**PROVIDED PASSAGE**
━━━━━━

So you'd have to do a little bit of home work up front. 

Supposed you have to pull some data from 30K rows out of 10 Mil?
If they are in sort order, you could determine the regions and then think about 
doing a couple of scans in parallel. 

But that may be more work than just doing the set of gets. 

It would be interesting to benchmark the performance.... 

I wonder if a coprocessor could help speed this up?  
I mean use the cp to do all the gets per region rather than a full region scan 
and then filter against the list for that region. 

Again this would be for a very specific type of query.... 


On Feb 18, 2013, at 5:07 AM, ramkrishna vasudevan 
<ramkrishna.s.vasude...@gmail.com> wrote:

> If the scan is happening on the same region then going for Scan would be a
> better option.
> 
> Regards
> RAm
> 
> On Mon, Feb 18, 2013 at 4:26 PM, Nicolas Liochon <nkey...@gmail.com> wrote:
> 
>> i) Yes, or, at least, of often yes.
>> II) You're right. It's difficult to guess how much it would improve the
>> performances (there is a lot of caching effect), but using a single scan
>> could be an interesting optimisation imho.

━━━━━━

Entries from a dataset
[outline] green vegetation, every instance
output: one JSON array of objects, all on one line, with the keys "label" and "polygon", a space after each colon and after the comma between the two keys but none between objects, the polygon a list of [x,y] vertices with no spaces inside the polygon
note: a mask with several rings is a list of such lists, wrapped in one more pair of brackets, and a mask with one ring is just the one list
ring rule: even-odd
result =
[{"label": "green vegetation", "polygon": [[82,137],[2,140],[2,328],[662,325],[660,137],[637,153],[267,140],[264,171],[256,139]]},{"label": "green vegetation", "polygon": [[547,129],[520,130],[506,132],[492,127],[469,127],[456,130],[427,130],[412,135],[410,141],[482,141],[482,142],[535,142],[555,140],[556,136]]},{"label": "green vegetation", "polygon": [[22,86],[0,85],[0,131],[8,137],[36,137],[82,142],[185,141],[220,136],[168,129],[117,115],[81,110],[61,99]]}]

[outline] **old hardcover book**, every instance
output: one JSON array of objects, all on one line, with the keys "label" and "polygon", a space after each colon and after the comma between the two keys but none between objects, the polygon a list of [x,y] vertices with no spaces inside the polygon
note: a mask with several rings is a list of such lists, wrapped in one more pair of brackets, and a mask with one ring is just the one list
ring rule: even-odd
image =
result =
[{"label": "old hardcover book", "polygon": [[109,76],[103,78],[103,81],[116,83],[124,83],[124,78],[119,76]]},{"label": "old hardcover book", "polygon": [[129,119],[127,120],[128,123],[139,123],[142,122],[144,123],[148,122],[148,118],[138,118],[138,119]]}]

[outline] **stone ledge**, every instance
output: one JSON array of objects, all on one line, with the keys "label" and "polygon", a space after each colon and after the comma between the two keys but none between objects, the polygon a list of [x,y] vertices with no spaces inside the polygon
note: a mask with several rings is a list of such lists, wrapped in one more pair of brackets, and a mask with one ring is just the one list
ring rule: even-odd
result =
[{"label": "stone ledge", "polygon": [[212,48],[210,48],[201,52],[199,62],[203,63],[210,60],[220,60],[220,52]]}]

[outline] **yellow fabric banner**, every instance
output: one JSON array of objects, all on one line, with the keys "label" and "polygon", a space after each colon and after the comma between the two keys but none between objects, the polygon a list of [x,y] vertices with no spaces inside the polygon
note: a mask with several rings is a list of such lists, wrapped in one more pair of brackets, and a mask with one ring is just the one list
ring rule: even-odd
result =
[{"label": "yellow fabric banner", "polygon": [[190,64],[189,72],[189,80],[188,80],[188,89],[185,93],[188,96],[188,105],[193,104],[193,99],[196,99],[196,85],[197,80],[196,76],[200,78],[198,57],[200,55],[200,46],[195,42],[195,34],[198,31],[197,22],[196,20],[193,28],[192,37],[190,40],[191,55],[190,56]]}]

━━━━━━

**PARTS OF THE EXERCISE**
1) Write the records as a JSON list of strings, one string per line, with blank lines dropped. Begin at the line of the records that has "[outline] **old hardcover" and go on through the last line of the records.
2) Carry on the email thread about using scans instead of gets, picking up right after its final sentence.

**RESPONSES BY TASK**
1)
[
  "[outline] **old hardcover book**, every instance",
  "output: one JSON array of objects, all on one line, with the keys \"label\" and \"polygon\", a space after each colon and after the comma between the two keys but none between objects, the polygon a list of [x,y] vertices with no spaces inside the polygon",
  "note: a mask with several rings is a list of such lists, wrapped in one more pair of brackets, and a mask with one ring is just the one list",
  "ring rule: even-odd",
  "image =",
  "result =",
  "[{\"label\": \"old hardcover book\", \"polygon\": [[109,76],[103,78],[103,81],[116,83],[124,83],[124,78],[119,76]]},{\"label\": \"old hardcover book\", \"polygon\": [[129,119],[127,120],[128,123],[139,123],[142,122],[144,123],[148,122],[148,118],[138,118],[138,119]]}]",
  "[outline] **stone ledge**, every instance",
  "output: one JSON array of objects, all on one line, with the keys \"label\" and \"polygon\", a space after each colon and after the comma between the two keys but none between objects, the polygon a list of [x,y] vertices with no spaces inside the polygon",
  "note: a mask with several rings is a list of such lists, wrapped in one more pair of brackets, and a mask with one ring is just the one list",
  "ring rule: even-odd",
  "result =",
  "[{\"label\": \"stone ledge\", \"polygon\": [[212,48],[210,48],[201,52],[199,62],[203,63],[210,60],[220,60],[220,52]]}]",
  "[outline] **yellow fabric banner**, every instance",
  "output: one JSON array of objects, all on one line, with the keys \"label\" and \"polygon\", a space after each colon and after the comma between the two keys but none between objects, the polygon a list of [x,y] vertices with no spaces inside the polygon",
  "note: a mask with several rings is a list of such lists, wrapped in one more pair of brackets, and a mask with one ring is just the one list",
  "ring rule: even-odd",
  "result =",
  "[{\"label\": \"yellow fabric banner\", \"polygon\": [[190,64],[189,72],[189,80],[188,80],[188,89],[185,93],[188,96],[188,105],[193,104],[193,99],[196,99],[196,85],[197,80],[196,76],[200,78],[198,57],[200,55],[200,46],[195,42],[195,34],[198,31],[197,22],[196,20],[193,28],[192,37],[190,40],[191,55],[190,56]]}]"
]

2)
>> 
>> Nicolas
>> 
>> 
>> On Mon, Feb 18, 2013 at 10:57 AM, Varun Sharma <va...@pinterest.com>
>> wrote:
>> 
>>> Hi,
>>> 
>>> I am trying to batched get(s) on a cluster. Here is the code:
>>> 
>>> List<Get> gets = ...
>>> // Prepare my gets with the rows i need
>>> myHTable.get(gets);
>>> 
>>> I have two questions about the above scenario:
>>> i) Is this the most optimal way to do this ?
>>> ii) I have a feeling that if there are multiple gets in this case, on the
>>> same region, then each one of those shall instantiate separate scan(s)
>> over
>>> the region even though a single scan is sufficient. Am I mistaken here ?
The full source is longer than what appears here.